The task: With the pictures omitted, write out the entries that follow exactly as they stand.

Input records:
******************************

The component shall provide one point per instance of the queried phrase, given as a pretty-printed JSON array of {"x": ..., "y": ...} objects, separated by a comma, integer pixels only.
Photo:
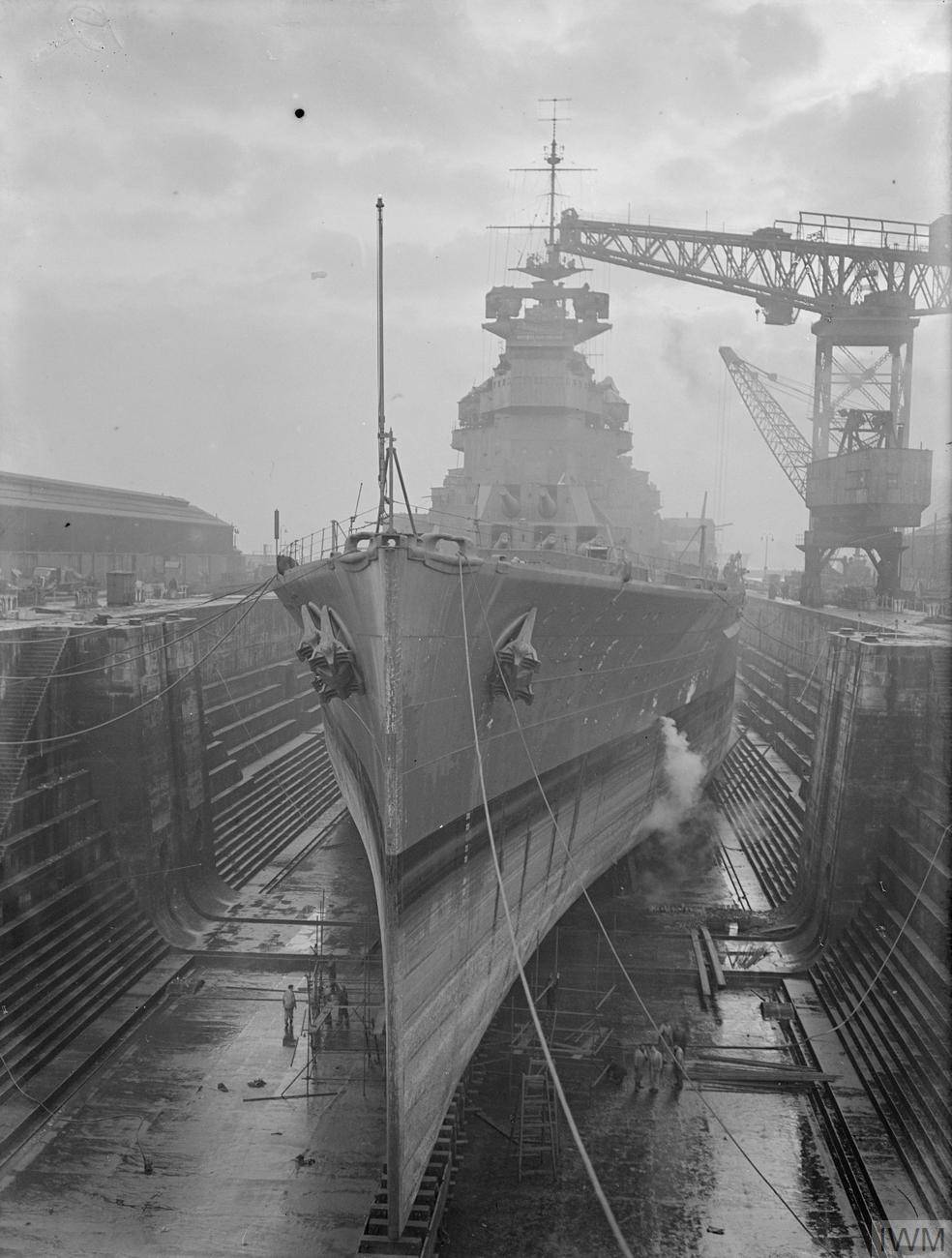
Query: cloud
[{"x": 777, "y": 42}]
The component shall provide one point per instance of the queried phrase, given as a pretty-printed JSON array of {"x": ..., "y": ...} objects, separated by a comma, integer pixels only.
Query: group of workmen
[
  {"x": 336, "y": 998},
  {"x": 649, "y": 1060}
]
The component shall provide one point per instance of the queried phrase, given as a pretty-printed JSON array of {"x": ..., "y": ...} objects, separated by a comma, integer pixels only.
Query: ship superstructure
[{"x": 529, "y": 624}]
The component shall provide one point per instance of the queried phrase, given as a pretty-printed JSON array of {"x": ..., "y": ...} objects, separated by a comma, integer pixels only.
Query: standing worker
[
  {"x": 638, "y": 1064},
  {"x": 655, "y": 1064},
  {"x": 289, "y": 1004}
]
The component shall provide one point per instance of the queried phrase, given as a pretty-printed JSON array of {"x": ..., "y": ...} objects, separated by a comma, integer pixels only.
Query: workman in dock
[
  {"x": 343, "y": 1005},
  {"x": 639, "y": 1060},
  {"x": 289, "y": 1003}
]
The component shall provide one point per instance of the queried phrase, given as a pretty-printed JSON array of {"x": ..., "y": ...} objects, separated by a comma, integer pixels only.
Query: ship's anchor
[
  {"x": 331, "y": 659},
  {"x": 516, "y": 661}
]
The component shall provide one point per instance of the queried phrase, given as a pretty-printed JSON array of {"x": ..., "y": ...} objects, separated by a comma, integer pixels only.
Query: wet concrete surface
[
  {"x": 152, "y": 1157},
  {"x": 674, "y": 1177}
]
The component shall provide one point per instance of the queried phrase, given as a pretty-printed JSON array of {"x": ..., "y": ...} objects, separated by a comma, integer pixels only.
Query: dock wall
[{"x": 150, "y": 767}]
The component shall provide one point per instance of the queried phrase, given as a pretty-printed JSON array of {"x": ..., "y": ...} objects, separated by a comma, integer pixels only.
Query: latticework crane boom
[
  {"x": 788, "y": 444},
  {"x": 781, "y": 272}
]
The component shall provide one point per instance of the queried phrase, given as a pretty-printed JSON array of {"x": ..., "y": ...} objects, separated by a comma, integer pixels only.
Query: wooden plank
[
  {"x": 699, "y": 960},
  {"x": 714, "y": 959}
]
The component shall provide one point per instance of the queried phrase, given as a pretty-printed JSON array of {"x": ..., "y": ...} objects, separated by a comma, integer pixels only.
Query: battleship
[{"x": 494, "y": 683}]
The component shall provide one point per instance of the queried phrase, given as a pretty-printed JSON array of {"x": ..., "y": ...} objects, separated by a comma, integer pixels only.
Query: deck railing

******************************

Expected answer:
The component shall provide one point per instance of the queried phrase, given as a pretty-printed JSON array of {"x": ..., "y": ...} objects, separated by a comma, integer pixels only.
Photo:
Query: cloud
[{"x": 777, "y": 42}]
The component shall provide one point per instance of the queried phrase, given as a pretty-printed JSON array of {"x": ..., "y": ...} objects, separated by a comma, integer pixels only.
Query: group of workmen
[
  {"x": 336, "y": 998},
  {"x": 649, "y": 1060}
]
The component shall provide one point per instance of the queried phrase, given as a pretty-printed JSON array of {"x": ..., "y": ...} objects, separated by a comma, integer pixels only.
Query: ship superstructure
[{"x": 529, "y": 624}]
The component shall provide one point per instance of the queried phrase, given as a pretty-printed JSON array of {"x": ..., "y": ...} objects, separated by a comma, integer pixels only.
Query: standing worker
[
  {"x": 638, "y": 1064},
  {"x": 655, "y": 1064},
  {"x": 289, "y": 1004}
]
The component shall provide one point per instance of the queried phrase, given as a pretty-printed JSON array of {"x": ..., "y": ...} objects, separated by a comma, integer pixels only.
Query: workman in dock
[
  {"x": 343, "y": 1005},
  {"x": 639, "y": 1060},
  {"x": 289, "y": 1003}
]
The component shall provide one point per instance of the queried phrase, given as a pretty-printed JSON array of {"x": ..., "y": ...} objects, separated by a comma, integer pixels only.
Query: ship's anchor
[
  {"x": 331, "y": 659},
  {"x": 516, "y": 661}
]
The component shall provide one point per instance of the queried phrase, given as a pretty-printed JSON array of {"x": ..., "y": ...} objects, separated by a comma, integer pixels only.
Query: wet concrete surface
[
  {"x": 152, "y": 1157},
  {"x": 674, "y": 1177}
]
The component shall provide one point per instance of the queried phrase, given as a pretty-printed JSON array of {"x": ..., "y": ...} objects, separated by a comma, integer pixels only.
Query: dock wall
[{"x": 150, "y": 767}]
The component shall provide one point per instance of the queried phrase, given as a pretty-printed JSON array of {"x": ..., "y": ...} objects, separated by a comma, integer pixels only.
Query: latticework crane boom
[
  {"x": 788, "y": 444},
  {"x": 781, "y": 272}
]
The component shall provide one point per instance of the queried phrase, given as a pretty-printed JSON array of {"x": ..., "y": ...} objects, separated by a comma, integer pixels only.
Query: wooden plank
[
  {"x": 699, "y": 960},
  {"x": 714, "y": 959}
]
The component shall provide one point per instance of the queried phrase, given as a pretty-printed JSON array of {"x": ..., "y": ...} objects, separated by a comma, integer pixels only.
Query: battleship
[{"x": 494, "y": 683}]
The component shall provide one point per instance of the queried phrase, given as a pretty-printed JSON array of {"x": ..., "y": ...} objects, separated by a comma, integer pixels only.
Query: deck railing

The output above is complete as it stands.